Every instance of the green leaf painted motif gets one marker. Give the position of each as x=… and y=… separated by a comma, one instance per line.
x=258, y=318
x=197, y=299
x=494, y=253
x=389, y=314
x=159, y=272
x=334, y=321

.....

Repeat all of the rows above, character for character.

> _TASK RESPONSE_
Every instance of the green leaf painted motif gets one marker. Give the position of each as x=… and y=… separated by a comma, one instance per line.
x=258, y=318
x=197, y=299
x=494, y=253
x=389, y=314
x=159, y=272
x=334, y=321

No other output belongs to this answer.